- **Objective**: Write out the entries from the line containing "segment the ambulance rear window" through the line containing "M 347 384 L", including both of those lines.
— START OF Records for processing —
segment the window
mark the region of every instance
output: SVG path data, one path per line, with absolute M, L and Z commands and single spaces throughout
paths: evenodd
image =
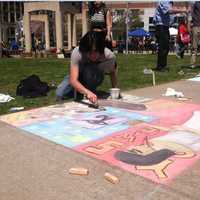
M 153 17 L 149 17 L 149 24 L 153 24 Z

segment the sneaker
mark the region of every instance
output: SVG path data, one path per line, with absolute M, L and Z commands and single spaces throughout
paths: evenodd
M 181 56 L 180 56 L 179 54 L 176 54 L 176 57 L 177 57 L 178 59 L 181 59 Z
M 166 72 L 168 71 L 169 72 L 169 67 L 163 67 L 163 68 L 153 68 L 152 69 L 153 71 L 158 71 L 158 72 Z
M 194 69 L 196 66 L 194 64 L 190 65 L 189 68 L 190 69 Z

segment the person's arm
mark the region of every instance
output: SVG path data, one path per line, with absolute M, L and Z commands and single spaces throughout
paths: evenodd
M 170 3 L 169 13 L 170 14 L 178 14 L 178 13 L 187 13 L 188 9 L 185 8 L 175 8 L 173 3 Z
M 106 39 L 111 40 L 111 33 L 112 33 L 112 15 L 110 10 L 106 13 L 106 29 L 107 29 L 107 35 Z
M 166 2 L 166 1 L 162 1 L 159 4 L 160 10 L 164 13 L 164 14 L 178 14 L 178 13 L 187 13 L 186 8 L 175 8 L 174 4 L 172 2 Z
M 71 65 L 70 67 L 70 84 L 74 87 L 75 90 L 80 92 L 81 94 L 85 95 L 89 101 L 92 103 L 97 102 L 97 96 L 84 87 L 78 80 L 79 77 L 79 67 L 77 65 Z

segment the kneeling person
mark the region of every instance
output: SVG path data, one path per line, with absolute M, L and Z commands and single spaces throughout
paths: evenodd
M 75 89 L 92 103 L 97 102 L 96 88 L 101 85 L 104 74 L 111 77 L 112 87 L 117 87 L 116 58 L 105 47 L 101 32 L 88 32 L 71 54 L 70 74 L 58 86 L 56 95 L 63 98 Z

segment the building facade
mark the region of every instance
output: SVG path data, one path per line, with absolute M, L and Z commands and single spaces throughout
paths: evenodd
M 0 1 L 0 41 L 16 40 L 24 13 L 24 4 L 19 1 Z

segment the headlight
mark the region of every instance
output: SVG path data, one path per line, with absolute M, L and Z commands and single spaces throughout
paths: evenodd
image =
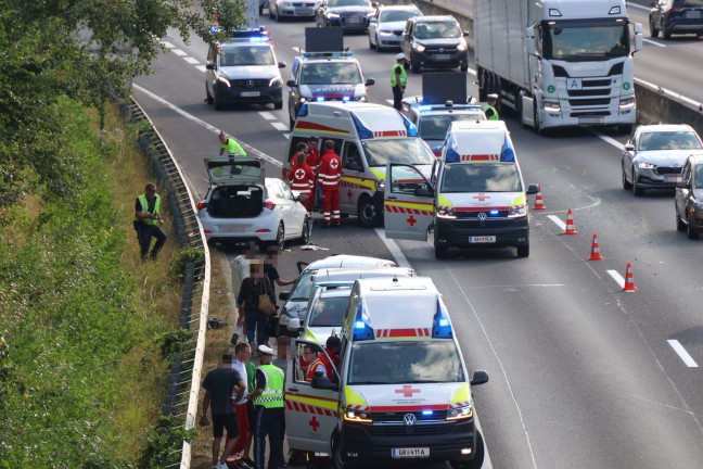
M 453 207 L 439 206 L 437 207 L 437 218 L 456 219 L 457 213 Z
M 559 105 L 559 101 L 545 101 L 542 103 L 542 107 L 545 109 L 546 112 L 561 112 L 561 106 Z
M 447 410 L 447 420 L 463 420 L 473 417 L 473 404 Z
M 508 218 L 517 218 L 527 215 L 527 205 L 515 205 L 508 211 Z
M 372 423 L 373 420 L 371 419 L 371 416 L 361 410 L 356 410 L 356 409 L 350 409 L 347 408 L 344 410 L 344 420 L 346 421 L 352 421 L 356 423 Z

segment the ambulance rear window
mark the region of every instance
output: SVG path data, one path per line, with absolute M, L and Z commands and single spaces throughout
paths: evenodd
M 361 143 L 369 166 L 385 167 L 391 163 L 432 164 L 435 155 L 419 138 L 368 140 Z
M 347 384 L 410 384 L 465 381 L 450 340 L 355 343 Z
M 513 163 L 448 164 L 442 178 L 442 193 L 520 192 L 522 181 Z

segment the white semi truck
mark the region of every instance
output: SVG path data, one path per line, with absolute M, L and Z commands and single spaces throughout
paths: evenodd
M 630 23 L 625 0 L 474 0 L 473 13 L 482 101 L 499 94 L 503 112 L 540 134 L 570 126 L 630 131 L 642 25 Z

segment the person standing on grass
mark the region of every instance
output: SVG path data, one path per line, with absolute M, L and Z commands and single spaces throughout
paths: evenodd
M 240 373 L 232 369 L 232 355 L 222 355 L 220 366 L 209 370 L 203 380 L 205 398 L 203 401 L 200 423 L 202 426 L 209 424 L 207 420 L 207 409 L 209 408 L 213 419 L 214 469 L 229 469 L 227 466 L 227 457 L 232 453 L 239 434 L 235 409 L 232 401 L 240 401 L 246 391 L 246 383 L 242 381 Z M 219 449 L 222 436 L 225 435 L 225 429 L 227 429 L 229 440 L 220 456 Z

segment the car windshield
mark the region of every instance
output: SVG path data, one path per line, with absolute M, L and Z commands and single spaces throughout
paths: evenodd
M 383 166 L 389 163 L 432 164 L 435 155 L 419 138 L 370 140 L 361 143 L 369 166 Z
M 273 52 L 269 46 L 238 46 L 226 48 L 220 66 L 274 65 Z
M 484 113 L 477 111 L 472 114 L 436 114 L 420 117 L 418 131 L 423 140 L 444 140 L 449 126 L 455 121 L 485 121 Z
M 701 141 L 691 131 L 656 131 L 640 136 L 639 150 L 698 150 Z
M 451 340 L 356 342 L 347 384 L 446 383 L 465 381 Z
M 461 29 L 451 21 L 418 23 L 414 36 L 418 39 L 458 38 L 461 37 Z
M 416 16 L 420 16 L 417 10 L 384 10 L 379 15 L 379 21 L 381 23 L 406 22 Z
M 442 193 L 520 191 L 520 174 L 513 163 L 448 164 L 440 189 Z
M 301 85 L 357 85 L 361 71 L 354 62 L 306 63 L 301 69 Z
M 563 61 L 627 56 L 629 29 L 622 23 L 574 27 L 546 25 L 542 28 L 542 53 L 545 59 Z
M 352 289 L 346 289 L 352 294 Z M 308 313 L 308 327 L 338 327 L 344 320 L 349 296 L 319 297 Z
M 328 0 L 328 7 L 369 7 L 368 0 Z

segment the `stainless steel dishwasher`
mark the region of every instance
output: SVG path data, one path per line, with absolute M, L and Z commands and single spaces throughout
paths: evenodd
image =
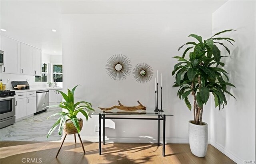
— END OF Records for processing —
- **Answer for this exercise**:
segment the ambulance rear window
mark the region of every instance
output: SVG path data, one path per line, with absolute M, L and Z commands and single spaces throughout
paths: evenodd
M 361 143 L 369 166 L 385 167 L 391 163 L 432 164 L 435 155 L 419 138 L 368 140 Z
M 347 384 L 410 384 L 465 381 L 450 340 L 355 343 Z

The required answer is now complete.